--- START Excerpted passage ---

Frankly, this kind of episode is long overdue for Game of Thrones. The show has built episodes before around the role of women in Westeros, but it has usually done so through the point of view of male characters: it has focused on how men see women, how men abuse women, how men try (or fail) to protect women. (Season Two's "The Night Lands" is a good example of this.) "First of His Name" is doing something a bit different: it's moving the women (almost exclusively) front-and-center into viewpoint characters, and it's prioritizing their realities in a way the show hasn't really done before. Here, it's the men who exist in the gaps of the women's narratives for once, instead of the other way around.

And, despite the slight mislead of Cersei's statement, this isn't really an episode about how men abuse women—though that certainly continues to be a factor in what has been a particularly rapey season of Game of Thrones. Rather, "First of His Name" explores a theme that has been present all season: the way women choose, or are forced, to navigate this world differently than men do, and to find ways to use their power differently.

"I will do what queens do: I will rule."—Daenerys

Danaerys-Emilia-Clarke

As I begin this conversation, I want to recognize that it would be dangerous to generalize too much about gender and the uses of power. (Men are logical, violent, and selfish! Women are emotional, gentle, and nurturing! Well, no…) And actually, Game of Thrones is pretty good about avoiding such easy categorization, giving us a broad spectrum of examples from both sides of the chromosome wars. (Ned and Robb Stark, after all, were loving men who genuinely cared about the welfare of the people they ruled; Cersei and Melisandre, on the other hand, are powerful women no one would accuse of being tender-hearted.)

Nonetheless, throughout Game of Thrones, Daenerys Targaryan has provided a clear counter-argument to the patriarchal power structure of the Seven Kingdoms. With a king in every corner, Dany is the only queen, and she does do things differently. Robb Stark just wanted justice for his father's murder. (He didn't even care who sat on the Iron Throne when the war was done.) The Lannisters want to hold onto their power and the legacy of the family name. Stannis just wants what is his by right, et cetera. None of the contenders in the War of Five Kings were campaigning on a platform of betterment. 

But Dany is different. Yes, she has some lingering pride about restoring the Targaryan name and claiming her birthright, but she mostly seems to be motivated by a desire to do good. Who else is talking about actually improving the lives of the people they rule? Who else is looking at long-established inequities of class and thinking about changing them? It is impossible to picture Tywin (Charles Dance) trying to win the hearts and minds of the people the way Dany did in Meereen. It is hard to imagine Stannis Baratheon or Balon Greyjoy even thinking of themselves as parental figures, let alone earning familial affection the way Dany did in "Mhysa."

--- END Excerpted passage ---
--- START Excerpted records ---

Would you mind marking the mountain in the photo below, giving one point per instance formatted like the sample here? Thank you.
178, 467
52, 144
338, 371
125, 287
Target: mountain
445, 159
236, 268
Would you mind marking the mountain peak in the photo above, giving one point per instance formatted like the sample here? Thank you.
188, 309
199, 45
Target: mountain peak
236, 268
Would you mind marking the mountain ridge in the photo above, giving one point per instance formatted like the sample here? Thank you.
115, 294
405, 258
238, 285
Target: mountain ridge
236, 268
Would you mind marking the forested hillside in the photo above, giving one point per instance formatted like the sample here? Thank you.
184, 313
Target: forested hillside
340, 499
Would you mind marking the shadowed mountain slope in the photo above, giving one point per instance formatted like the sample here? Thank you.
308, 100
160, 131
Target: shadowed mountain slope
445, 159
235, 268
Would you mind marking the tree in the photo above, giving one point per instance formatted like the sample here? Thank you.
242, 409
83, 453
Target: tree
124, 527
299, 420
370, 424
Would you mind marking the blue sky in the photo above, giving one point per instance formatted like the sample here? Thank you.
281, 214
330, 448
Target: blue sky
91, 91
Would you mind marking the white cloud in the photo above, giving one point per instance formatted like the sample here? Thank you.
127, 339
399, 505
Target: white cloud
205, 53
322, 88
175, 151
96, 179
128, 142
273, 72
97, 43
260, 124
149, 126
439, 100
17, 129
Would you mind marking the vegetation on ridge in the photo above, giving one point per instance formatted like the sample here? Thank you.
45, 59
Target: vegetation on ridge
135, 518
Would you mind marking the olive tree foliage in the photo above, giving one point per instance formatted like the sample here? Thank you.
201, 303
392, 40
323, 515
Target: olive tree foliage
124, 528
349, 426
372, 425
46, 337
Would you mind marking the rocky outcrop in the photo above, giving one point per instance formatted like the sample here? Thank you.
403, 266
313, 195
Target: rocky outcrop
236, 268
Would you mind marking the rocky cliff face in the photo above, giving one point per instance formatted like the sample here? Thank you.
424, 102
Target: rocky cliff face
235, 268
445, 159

--- END Excerpted records ---

• [Task to carry out] Pick up the Game of Thrones episode review after its final sentence and keep writing. None of the lines are needed for anything here.

• [Exercise response]
And this week Dany finally figures out that the old ways—the male ways—of thinking about power, and victory, are insufficient. Men like Tywin and Stannis see places as pieces on a gameboard, to be besieged and conquered and moved on from. (We've already heard this season how bad parts of the country have become after the war blew through them: Lannister armies rolled through and rolled out without any concern for the welfare of the people who lived there: the quality of life for a bunch of peasants does not factor into Tywin's idea of what makes a "victory.") Dany, meanwhile, has been cutting a swath of liberation through Slaver's Bay, taking first Qarth, then Astopor, then Yunkai, and finally Meereen. With the best of intentions, she conquered those places, liberated their residents, and moved on—but now she learns that's not enough.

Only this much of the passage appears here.